_Instruction A_: In the forum comments on creative work, which key is said to give exactly as many options as C major?
_Instruction B_: Select each line of the entries that contains the string "light".

_Excerpt_:

— start —

The Draw 50 process is solid. The classical techniques I learnt in training for animation are similar.
In art, while there are mistakes that can really make a drawing "wrong", there is a much wider array of valid end-states. Which is why Generative AI managed to make art way before it managed to write code.
An example of this is Bob Ross' school of incorporating mistakes into the piece. Surely it's something that would fly way less in some types of drawings like anatomical ones, but especially when the motif is fantastical or even abstract, there's fewer possible mistakes to make, so there's less reason to throw something away.
With black ink on paper, quite a few. With oil, less. It is part of the medium: how much is a flash of intuitive certainty and how much is slower planning and execution.
Perhaps a controversial view on this particular forum but I find the tendency of a certain type of person* to write about everything in this overly-technical way regardless of whether it is appropriate to the subject matter to be very tiresome ("executing cached heuristics", "constrained the search space").
*I associate it with the asinine contemporary "rationalist" movement (LessWrong et al.) but I'm not making any claims the author is associated with this.
Also - the speed and quality improvements when having to redo homework lost to an undiscerning canine companion is also a corollary of this.
Perhaps the time it takes to 'redo' is a better measure than last mile - it's the entire effort, minus the initial solution-space exploration?
Perceived quality is relative. It's roughly linearly related to rank position along some dimension, but moving up in rank requires exponential effort due to competition.
I'm personally a little frustrated with these music theory answers. Trust me folks, these answers are nearly impossible for a non-musician to understand (and even as a musician it's a bit impenetrable).
E minor gives you the exact same amount of options as C major. The options are just shuffled around a little bit. You literally get the same amount of notes in either, just a slightly different set. It isn't any more complex. Listeners aren't going to notice a difference, except one will probably sound happy and one will probably sound sad/angry. The "acceptance volume", to use the blog author's term, isn't any different.
At best, it can change things a little bit for some instruments. For example, with a vocalist, their voice can only go so high. They might be able to hit up to a high C, but not even higher up to an high E. If you're in C major, that's great, the vocalist's highest note (C) is the 'home note' which sounds great (playing a C in C Major makes the song sound like it's 'finished'). If you're E minor, the 'home note' is E, and as mentioned they wouldn't be able to hit that note. So you wouldn't really be able to 'finish' on a high note.
Ultimately, I doubt the author is a musician. It was a strange example to make their point.
I believe that last-mile edits do not significantly improve the quality of (most) creative work. To produce high-quality work, one must have already "cached" their "motor heuristics," which, in simpler terms, means having dedicated thousands of hours to deep and deliberate practice in their field.

— end —

_Material provided_:
— start —

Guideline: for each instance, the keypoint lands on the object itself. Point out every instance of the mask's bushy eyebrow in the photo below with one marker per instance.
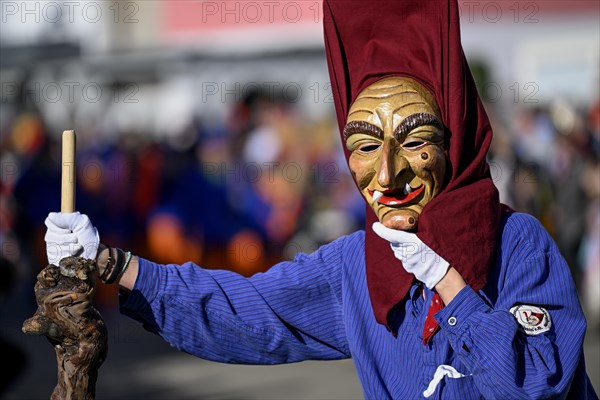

— end —
— start —

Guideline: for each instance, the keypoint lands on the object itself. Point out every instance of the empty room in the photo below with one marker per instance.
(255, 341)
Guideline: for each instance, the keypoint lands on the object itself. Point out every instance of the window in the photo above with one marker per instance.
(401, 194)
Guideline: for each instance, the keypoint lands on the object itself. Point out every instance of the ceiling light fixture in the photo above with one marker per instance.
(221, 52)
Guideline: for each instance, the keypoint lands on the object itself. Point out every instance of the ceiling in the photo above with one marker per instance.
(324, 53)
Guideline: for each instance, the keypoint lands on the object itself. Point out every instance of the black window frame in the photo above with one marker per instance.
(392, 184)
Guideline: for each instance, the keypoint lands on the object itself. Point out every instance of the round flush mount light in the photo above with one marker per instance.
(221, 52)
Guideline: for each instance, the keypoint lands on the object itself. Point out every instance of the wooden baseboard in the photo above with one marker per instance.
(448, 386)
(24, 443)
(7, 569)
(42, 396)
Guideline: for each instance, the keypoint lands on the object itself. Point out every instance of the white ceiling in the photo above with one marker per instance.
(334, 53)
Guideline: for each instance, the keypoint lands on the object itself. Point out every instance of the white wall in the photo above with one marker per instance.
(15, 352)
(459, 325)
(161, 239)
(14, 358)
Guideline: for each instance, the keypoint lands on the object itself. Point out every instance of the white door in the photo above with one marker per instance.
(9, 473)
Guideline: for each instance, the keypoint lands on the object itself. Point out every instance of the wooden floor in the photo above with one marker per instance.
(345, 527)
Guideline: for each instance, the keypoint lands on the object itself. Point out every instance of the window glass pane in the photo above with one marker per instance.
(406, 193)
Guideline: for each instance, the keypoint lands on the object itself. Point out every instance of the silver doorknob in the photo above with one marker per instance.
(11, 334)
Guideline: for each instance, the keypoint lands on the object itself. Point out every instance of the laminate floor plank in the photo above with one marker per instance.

— end —
— start —

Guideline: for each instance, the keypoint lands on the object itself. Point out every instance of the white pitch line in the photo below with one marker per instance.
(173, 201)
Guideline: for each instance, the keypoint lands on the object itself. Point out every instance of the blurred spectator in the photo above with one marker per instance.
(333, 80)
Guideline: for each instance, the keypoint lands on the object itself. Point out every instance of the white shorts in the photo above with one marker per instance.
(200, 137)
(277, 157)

— end —

_Answer A_: E minor

_Answer B_:
Guideline: for each instance, the keypoint lands on the object itself. Point out every instance of the ceiling light fixture in the photo above with one marker per instance.
Guideline: for each instance, the keypoint lands on the object itself. Point out every instance of the round flush mount light in the photo above with one marker per instance.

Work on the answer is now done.